Actions to take >>
(a) Determine whether each statement below agrees with the patient account. Answer yes or no for each, and support every answer with the deciding words of the account, quoted exactly: (i) The diagnosis was made in August 2015, at age 56. (ii) Medicaid has approved Sovaldi. (iii) The writer told friends and coworkers about the diagnosis.
(b) Quote the patient account between "While hepatitis C" and "fatal liver diseases.", inclusive.

Page excerpt >>
For Patients Caregiver Tips and Advice For Medical Professionals

Valerie G.

Valerie G.

Hepatitis C

My name is Valerie Green I was diagnosed with Chronic Hepatitis C genotype 2 in August 2015 at age 56 after feeling lousy for a the last 8 years . Never in my wildest dreams did the idea of having Hepatitis C cross my mind.

The doctors estimated that I had the virus for 20 years or more due to a blood transfusion in 1986. I am still waiting for medicaid to approve Sovaldi, the drug that will cure me. Medicaid has denied me three times, so after much frustration I began to fight and secured 90k in grant funding, but my insurance still refuses to pay the remaining co-pay to obtain much need medication. My fight for a cure continues.

Having the diagnosis made me feel better because at least I was given a legitimate reason behind my suffering. Chronic hepatitis C in an infection that slowly damages the liver. The stress of worry was only making it worse, but Sovaldi has about a 98 percent cure rate when taken with other drugs. If medicaid pays the co-pay, I won’t have to worry about it getting worse anymore. Acquiring Sovaldi will dissolve some of my stress.

I didn’t tell my friends or coworkers because there was no reason for them to know. Simply put, a Hep C diagnosis carries a lot of social stigma (just like AIDS). Ostracization and discrimination are very real possibilities when disclosures are made People see Hep C as the drug disease and when someone says they have it they automatically think “druggy” . I would also like to say that not everyone with Hep C got it from drugs I was not willing to subject myself to this; so disclosure was on a need to know basis.

While hepatitis C infection can start off silently, untreated hepatitis C comes out roaring. I have and will continue developing symptoms down the road including extreme fatigue, insomnia, anxiety, fever, nausea, vomiting, stomach pain, joint and muscle pain all of which I battle daily. These nuisance-like symptoms have seriously damaged my quality of life, hepatitis C doesn’t stop there. Left untreated, it will progress and cause more serious and potentially fatal liver diseases.

As of now, I am untreated. My hepatitis C could spread, affecting others as well; including my loved ones. Hepatitis C shouldn’t stand in your way of living a full and healthy life. People with HCV should not have to wait until they are very sick to access curative drugs. I am now and shall continue to Advocate for Hep C funding and testing mandates!

Hepatitis C virus (HCV) now kills more Americans than any other infectious disease. Get tested!

Source information >>
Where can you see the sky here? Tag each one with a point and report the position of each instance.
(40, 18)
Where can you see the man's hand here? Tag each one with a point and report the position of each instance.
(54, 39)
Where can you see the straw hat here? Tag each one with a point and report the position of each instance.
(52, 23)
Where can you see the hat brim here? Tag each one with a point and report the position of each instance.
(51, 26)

Task-by-task outputs >>
(a)
(i) Yes: "I was diagnosed with Chronic Hepatitis C genotype 2 in August 2015 at age 56"
(ii) No: "Medicaid has denied me three times"
(iii) No: "I didn’t tell my friends or coworkers because there was no reason for them to know."

(b)
While hepatitis C infection can start off silently, untreated hepatitis C comes out roaring. I have and will continue developing symptoms down the road including extreme fatigue, insomnia, anxiety, fever, nausea, vomiting, stomach pain, joint and muscle pain all of which I battle daily. These nuisance-like symptoms have seriously damaged my quality of life, hepatitis C doesn’t stop there. Left untreated, it will progress and cause more serious and potentially fatal liver diseases.